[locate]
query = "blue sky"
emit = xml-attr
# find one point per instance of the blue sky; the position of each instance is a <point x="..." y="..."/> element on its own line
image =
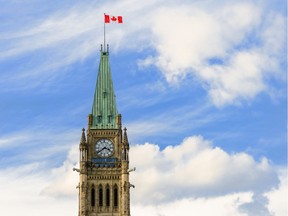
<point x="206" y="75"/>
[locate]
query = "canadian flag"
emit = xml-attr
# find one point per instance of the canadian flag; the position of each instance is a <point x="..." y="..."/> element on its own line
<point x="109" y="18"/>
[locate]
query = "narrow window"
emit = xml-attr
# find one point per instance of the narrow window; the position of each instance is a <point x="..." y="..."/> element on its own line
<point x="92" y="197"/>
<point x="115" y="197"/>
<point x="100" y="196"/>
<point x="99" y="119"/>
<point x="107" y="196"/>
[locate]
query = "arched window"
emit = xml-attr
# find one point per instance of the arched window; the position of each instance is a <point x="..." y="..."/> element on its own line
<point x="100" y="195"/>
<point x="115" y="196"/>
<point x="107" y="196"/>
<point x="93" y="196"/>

------------------------------

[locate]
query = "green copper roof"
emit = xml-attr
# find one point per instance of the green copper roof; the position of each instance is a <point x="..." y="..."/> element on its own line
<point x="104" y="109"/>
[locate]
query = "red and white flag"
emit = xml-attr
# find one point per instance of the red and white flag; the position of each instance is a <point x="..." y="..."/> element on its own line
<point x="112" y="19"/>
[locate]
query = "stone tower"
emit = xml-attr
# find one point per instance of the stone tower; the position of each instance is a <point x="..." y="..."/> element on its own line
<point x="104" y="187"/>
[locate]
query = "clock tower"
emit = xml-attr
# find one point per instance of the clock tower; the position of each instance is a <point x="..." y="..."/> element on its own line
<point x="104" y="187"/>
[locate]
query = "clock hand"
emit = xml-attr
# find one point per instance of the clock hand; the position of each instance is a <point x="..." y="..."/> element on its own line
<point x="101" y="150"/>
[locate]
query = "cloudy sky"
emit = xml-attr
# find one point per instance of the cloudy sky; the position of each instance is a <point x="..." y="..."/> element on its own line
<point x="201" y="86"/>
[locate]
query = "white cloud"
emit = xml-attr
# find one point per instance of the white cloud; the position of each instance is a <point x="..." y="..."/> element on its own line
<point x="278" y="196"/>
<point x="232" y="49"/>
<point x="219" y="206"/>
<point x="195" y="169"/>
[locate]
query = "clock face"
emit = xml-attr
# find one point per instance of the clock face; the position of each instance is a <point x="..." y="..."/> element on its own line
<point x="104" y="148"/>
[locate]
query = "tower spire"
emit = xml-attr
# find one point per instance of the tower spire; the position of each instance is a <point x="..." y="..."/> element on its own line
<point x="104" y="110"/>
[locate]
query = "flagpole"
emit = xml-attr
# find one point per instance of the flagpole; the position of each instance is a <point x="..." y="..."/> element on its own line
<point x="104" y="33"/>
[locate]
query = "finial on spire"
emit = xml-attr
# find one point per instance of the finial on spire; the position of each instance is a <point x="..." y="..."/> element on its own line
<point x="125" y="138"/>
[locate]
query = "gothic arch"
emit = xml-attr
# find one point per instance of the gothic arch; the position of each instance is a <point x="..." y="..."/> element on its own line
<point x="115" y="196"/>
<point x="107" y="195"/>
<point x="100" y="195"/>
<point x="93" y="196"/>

------------------------------

**TRY IT**
State how many lines in the material include the string "blue". Nothing other than the number is wanted.

**YOUR SOLUTION**
2